(SELECTED PASSAGE):

Evergreen’s Ashton said some investors actually question the need to allocate to safer bonds given the current high returns on private credit, without considering the lower grade of that portfolio.
“I think a lot of people are buying them without any understanding at all of the risk, and the illiquidity actually plays to the idea that it is safer somehow than less safe,” she said.
Mercer investment consultant Andrew Stewart similarly said conversations with clients have largely revolved around credit risks and potential for defaults in the next calendar year. Clients, though, have been slow in recognising the risks of defaults given the increase in private markets allocations.
“What is probably important from our perspective is making sure that your credit risk is balanced out.”
He said concerns have centred around some positions in high-yield sectors such as property, where it is still uncertain what impact a sector-wide shakeout might have.
“We do have some concerns around investment grade credit even within Australia,” he said.
“Obviously, there is heavy exposure to the financials and we really haven’t seen the mortgage cliff play out.

(EXERCISE INSTRUCTIONS):
(a) In the passage on credit risk, retype the stretch from "He said concerns" through "shakeout might have.".
(b) According to the passage on credit risk, which high-yield sector does Andrew Stewart name as an area of concern?
The entries that follow are drawn from a separate source.

(THE DATA):
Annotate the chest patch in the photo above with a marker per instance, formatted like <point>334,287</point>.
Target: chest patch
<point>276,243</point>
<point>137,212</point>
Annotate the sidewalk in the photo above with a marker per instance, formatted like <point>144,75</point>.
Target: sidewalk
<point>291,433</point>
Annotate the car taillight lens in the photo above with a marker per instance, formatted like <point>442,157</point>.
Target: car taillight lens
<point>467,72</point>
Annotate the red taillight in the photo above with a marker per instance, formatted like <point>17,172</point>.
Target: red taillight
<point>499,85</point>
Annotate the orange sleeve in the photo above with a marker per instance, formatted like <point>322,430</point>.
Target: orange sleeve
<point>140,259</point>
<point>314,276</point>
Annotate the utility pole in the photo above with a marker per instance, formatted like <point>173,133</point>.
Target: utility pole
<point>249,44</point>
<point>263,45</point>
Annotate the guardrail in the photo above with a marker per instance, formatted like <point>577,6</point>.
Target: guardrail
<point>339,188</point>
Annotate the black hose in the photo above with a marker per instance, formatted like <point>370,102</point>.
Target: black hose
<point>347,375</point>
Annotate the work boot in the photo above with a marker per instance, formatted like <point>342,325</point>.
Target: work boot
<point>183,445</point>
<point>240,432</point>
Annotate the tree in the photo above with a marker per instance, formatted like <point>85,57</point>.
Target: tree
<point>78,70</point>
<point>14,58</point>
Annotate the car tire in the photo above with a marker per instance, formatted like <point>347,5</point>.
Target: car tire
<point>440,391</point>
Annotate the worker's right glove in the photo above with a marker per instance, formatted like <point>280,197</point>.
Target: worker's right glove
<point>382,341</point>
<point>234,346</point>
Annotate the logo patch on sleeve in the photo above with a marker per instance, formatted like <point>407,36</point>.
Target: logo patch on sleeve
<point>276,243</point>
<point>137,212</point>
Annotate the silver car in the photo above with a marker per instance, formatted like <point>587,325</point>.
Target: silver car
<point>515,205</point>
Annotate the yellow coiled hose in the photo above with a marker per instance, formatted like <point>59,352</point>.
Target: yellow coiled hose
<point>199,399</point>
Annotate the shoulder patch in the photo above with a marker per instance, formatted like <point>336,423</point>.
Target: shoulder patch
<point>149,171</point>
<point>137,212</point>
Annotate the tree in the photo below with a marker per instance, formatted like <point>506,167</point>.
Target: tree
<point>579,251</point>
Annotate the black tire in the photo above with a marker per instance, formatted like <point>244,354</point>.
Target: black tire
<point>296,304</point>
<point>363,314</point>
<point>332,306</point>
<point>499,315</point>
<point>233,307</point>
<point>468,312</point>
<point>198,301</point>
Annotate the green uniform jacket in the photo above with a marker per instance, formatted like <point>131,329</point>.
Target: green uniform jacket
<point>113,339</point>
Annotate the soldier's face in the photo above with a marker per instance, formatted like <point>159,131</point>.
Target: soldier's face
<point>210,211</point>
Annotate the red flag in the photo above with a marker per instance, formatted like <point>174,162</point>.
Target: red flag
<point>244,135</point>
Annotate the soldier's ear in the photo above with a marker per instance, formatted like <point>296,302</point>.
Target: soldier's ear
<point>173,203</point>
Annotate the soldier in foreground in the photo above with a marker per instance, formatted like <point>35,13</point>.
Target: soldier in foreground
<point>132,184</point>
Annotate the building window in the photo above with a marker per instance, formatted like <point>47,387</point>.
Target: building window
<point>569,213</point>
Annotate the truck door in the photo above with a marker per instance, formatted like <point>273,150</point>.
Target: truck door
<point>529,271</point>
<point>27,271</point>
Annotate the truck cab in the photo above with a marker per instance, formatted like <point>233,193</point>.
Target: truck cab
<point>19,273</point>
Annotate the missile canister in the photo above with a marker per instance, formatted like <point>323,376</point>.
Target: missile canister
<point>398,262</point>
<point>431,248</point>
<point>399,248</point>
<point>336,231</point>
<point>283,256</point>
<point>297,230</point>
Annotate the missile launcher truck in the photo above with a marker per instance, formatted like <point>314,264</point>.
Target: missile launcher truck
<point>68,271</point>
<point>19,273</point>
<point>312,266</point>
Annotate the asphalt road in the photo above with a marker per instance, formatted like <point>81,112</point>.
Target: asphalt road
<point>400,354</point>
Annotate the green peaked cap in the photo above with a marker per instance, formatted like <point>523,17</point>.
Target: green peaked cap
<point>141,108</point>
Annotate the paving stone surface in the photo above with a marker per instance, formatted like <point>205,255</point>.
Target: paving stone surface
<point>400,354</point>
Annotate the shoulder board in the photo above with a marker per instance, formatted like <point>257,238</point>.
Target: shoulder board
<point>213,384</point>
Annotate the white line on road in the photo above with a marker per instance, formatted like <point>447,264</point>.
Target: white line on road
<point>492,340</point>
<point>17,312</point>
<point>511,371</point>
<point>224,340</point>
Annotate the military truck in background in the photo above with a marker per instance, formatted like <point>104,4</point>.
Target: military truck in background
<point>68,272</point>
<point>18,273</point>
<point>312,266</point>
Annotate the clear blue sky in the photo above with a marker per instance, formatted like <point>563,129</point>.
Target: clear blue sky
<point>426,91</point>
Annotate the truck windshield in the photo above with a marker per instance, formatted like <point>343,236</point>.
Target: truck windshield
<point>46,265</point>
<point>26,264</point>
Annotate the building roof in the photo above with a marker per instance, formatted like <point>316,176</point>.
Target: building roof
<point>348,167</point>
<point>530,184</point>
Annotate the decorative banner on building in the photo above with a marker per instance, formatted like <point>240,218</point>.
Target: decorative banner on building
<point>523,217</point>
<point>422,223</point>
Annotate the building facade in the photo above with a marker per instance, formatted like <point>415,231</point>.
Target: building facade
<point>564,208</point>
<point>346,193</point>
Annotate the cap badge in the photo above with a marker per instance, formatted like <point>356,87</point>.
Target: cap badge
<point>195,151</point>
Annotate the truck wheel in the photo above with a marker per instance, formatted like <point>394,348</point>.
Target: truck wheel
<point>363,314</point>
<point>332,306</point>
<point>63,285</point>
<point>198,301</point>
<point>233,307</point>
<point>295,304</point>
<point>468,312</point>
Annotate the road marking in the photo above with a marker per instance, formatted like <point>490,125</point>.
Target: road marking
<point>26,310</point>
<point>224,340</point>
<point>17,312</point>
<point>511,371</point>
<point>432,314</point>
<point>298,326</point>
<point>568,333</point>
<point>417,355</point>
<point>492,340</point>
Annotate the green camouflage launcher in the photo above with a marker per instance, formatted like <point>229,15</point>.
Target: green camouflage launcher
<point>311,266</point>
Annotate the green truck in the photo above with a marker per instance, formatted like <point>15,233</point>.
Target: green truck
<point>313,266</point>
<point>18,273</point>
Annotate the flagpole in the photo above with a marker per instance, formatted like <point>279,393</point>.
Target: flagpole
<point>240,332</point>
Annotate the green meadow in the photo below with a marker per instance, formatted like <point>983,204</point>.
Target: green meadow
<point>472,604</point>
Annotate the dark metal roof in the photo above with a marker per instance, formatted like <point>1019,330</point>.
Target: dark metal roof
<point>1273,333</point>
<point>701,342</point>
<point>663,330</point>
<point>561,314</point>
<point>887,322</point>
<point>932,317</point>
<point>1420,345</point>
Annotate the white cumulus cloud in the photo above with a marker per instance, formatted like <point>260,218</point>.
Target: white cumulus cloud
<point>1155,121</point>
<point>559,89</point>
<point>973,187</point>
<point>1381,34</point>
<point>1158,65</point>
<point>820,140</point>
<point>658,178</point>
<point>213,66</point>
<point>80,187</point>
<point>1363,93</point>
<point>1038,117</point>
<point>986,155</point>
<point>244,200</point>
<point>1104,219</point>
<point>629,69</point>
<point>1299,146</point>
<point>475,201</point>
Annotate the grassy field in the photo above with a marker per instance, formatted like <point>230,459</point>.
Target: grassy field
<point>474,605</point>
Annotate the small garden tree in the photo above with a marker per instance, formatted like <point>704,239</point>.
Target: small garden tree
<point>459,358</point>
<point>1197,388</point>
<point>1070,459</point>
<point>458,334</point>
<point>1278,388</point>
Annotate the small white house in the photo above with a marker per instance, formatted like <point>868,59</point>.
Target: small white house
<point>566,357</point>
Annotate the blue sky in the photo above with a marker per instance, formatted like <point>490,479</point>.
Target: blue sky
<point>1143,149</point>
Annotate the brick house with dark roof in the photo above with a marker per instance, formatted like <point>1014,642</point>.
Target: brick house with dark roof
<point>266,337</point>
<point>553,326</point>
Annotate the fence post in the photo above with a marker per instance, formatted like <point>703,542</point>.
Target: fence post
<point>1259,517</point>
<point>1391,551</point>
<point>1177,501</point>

(ANSWERS FOR THE EXERCISE):
(a)
He said concerns have centred around some positions in high-yield sectors such as property, where it is still uncertain what impact a sector-wide shakeout might have.

(b) Property